Stored items:

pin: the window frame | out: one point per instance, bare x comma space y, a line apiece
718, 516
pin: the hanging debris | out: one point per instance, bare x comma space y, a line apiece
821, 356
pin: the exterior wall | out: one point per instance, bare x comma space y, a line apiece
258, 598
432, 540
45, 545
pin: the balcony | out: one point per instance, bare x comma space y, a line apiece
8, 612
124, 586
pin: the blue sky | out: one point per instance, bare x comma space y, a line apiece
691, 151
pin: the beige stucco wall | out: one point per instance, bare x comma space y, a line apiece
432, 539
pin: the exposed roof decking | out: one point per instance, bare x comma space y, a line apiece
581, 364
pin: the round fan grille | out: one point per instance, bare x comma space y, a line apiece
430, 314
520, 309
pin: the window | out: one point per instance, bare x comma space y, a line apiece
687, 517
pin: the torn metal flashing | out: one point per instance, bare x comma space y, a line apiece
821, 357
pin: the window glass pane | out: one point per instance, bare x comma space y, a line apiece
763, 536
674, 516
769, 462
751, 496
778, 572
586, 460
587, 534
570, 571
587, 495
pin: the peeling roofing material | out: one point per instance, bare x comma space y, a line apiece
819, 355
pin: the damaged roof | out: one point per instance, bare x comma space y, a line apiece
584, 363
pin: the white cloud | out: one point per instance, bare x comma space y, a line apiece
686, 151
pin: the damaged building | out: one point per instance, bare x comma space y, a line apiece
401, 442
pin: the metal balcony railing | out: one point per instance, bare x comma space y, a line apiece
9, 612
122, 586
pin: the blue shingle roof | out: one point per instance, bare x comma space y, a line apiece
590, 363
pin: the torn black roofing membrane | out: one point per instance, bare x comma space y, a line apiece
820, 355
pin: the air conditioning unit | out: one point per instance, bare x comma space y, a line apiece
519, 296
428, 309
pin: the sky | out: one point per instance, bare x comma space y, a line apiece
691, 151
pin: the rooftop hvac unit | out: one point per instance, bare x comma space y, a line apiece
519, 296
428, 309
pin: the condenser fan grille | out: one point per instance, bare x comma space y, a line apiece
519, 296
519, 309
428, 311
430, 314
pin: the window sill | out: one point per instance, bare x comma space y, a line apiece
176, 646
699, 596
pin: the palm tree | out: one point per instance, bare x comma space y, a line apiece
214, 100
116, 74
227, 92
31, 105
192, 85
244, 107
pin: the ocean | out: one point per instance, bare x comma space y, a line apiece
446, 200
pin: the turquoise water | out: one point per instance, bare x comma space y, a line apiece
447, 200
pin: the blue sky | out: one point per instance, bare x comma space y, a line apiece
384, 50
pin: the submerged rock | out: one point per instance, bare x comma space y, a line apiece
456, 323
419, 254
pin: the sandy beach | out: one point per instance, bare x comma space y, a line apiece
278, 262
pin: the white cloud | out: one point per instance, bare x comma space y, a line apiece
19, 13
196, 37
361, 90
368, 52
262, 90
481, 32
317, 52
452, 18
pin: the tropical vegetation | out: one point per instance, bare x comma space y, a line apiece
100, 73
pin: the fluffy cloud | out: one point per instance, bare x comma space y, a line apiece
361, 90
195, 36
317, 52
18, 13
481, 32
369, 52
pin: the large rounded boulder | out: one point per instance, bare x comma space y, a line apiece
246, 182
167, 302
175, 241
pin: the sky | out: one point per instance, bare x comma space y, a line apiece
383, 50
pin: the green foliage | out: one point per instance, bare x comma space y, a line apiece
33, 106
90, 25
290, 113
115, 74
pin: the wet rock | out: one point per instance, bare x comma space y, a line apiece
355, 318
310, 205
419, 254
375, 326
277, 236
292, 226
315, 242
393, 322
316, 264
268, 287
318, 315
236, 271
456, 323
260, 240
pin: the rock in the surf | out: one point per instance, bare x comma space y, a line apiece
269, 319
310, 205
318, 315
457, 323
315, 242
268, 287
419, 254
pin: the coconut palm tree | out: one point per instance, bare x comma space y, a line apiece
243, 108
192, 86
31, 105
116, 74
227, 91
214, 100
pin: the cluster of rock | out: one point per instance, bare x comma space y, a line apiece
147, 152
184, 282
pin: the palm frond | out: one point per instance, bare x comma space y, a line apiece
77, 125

• Work to be completed: The entries above must be transcribed word for word.

• Completed task:
pin: the window frame | out: one point per instance, bare x comma space y, a line apiece
718, 516
pin: the hanging debris | out: one point per instance, bare x comma space y, a line apiece
821, 356
pin: the exterior wall | out: one point per instance, bare x comma space y, a line apiece
258, 598
432, 540
45, 545
pin: the balcony | out: one point per instance, bare x comma space y, a line apiece
8, 612
124, 586
pin: the blue sky | out: one point per instance, bare x comma space y, a line apiece
691, 151
pin: the beige stucco wall | out: one point per instance, bare x comma space y, a line apiece
432, 539
pin: the exposed roof decking | out: one point per instance, bare x comma space y, a line apiece
581, 364
pin: the round fan grille | out: one point per instance, bare x comma space y, a line apiece
430, 314
520, 309
pin: the window | out: one point per instance, bare x comma space y, a line apiece
687, 517
pin: the torn metal flashing | out: one point per instance, bare x comma space y, a line apiece
821, 357
pin: the window glass pane | out: one point per instance, bare x comma space y, a line apiece
763, 536
674, 516
769, 462
751, 496
778, 572
586, 460
587, 534
570, 571
587, 495
pin: the peeling roofing material | out: one point per instance, bare x comma space y, a line apiece
819, 355
pin: the damaged roof | out: one point per instance, bare x comma space y, a line apiece
584, 363
pin: the white cloud | out: one point per instance, bare x comma space y, a line apiece
686, 151
pin: the damaged building | out: one point per instance, bare x comma space y, a line apiece
401, 442
pin: the metal balcony railing | out: one point per instance, bare x comma space y, a line apiece
9, 612
122, 586
pin: the blue shingle roof | out: one point per instance, bare x comma space y, a line apiece
590, 363
pin: the torn black roofing membrane | out: one point per instance, bare x comma space y, a line apiece
820, 355
pin: the air conditioning unit | out: one point per instance, bare x comma space y, a line apiece
519, 296
428, 309
pin: the sky | out: one point per instance, bare x comma space y, a line apiece
691, 151
pin: the rooftop hvac unit | out: one point per instance, bare x comma space y, a line apiece
519, 296
428, 309
pin: the condenser fan grille | out: one point per instance, bare x comma space y, a line apiece
519, 296
519, 309
428, 311
430, 314
pin: the window sill | out: one point per instance, bare x comma space y, a line apiece
176, 646
699, 596
pin: the palm tree | out: one point per instance, bare x comma space y, a line apiece
214, 100
116, 74
227, 92
31, 105
192, 85
244, 107
pin: the ocean | out: one point per instance, bare x comma space y, a line apiece
446, 200
pin: the turquoise water | out: one point per instance, bare x comma space y, a line apiece
447, 200
pin: the blue sky | out: one point per instance, bare x comma space y, a line apiece
384, 50
pin: the submerged rock | out: one point per instance, bare x comma space y, a line apiece
456, 323
419, 254
pin: the sandy beach | out: one point per instance, bare x comma space y, a line apiece
278, 262
pin: the white cloud | out: one point per instance, bare x comma space y, a line apiece
19, 13
196, 37
361, 90
368, 52
262, 90
481, 32
317, 52
452, 18
pin: the tropical vegetation | out: one point per instance, bare x comma space y, a line apiece
100, 73
pin: the fluffy cloud | out: one point per instance, bare x comma space y, a line apiece
361, 90
195, 36
317, 52
18, 13
481, 32
369, 52
pin: the large rounded boulder | out: one point per instance, bare x comma space y, a line apiece
246, 182
167, 302
175, 241
pin: the sky | out: one point per instance, bare x comma space y, a line apiece
383, 50
pin: the green foliage | out: one point per instance, bare x comma space y, a line apiece
33, 106
90, 25
290, 113
115, 74
pin: the wet rock | out: one point per instance, bare x comma space y, a line apiece
355, 318
310, 205
419, 254
375, 326
277, 236
292, 226
315, 242
393, 322
316, 264
268, 287
318, 315
236, 271
456, 323
260, 240
pin: the rock in the surf | out: one point per instance, bare x comma space y, a line apiece
269, 319
310, 205
318, 315
457, 323
315, 242
268, 287
419, 254
pin: the coconut palm tree | out: one point per instance, bare x comma space y, a line apiece
243, 108
192, 86
31, 105
116, 74
227, 91
214, 100
pin: the cluster of rock | out: one point per instance, bare x comma space y, a line apiece
147, 152
184, 282
pin: the palm frond | out: one point per instance, bare x comma space y, a line apiece
77, 125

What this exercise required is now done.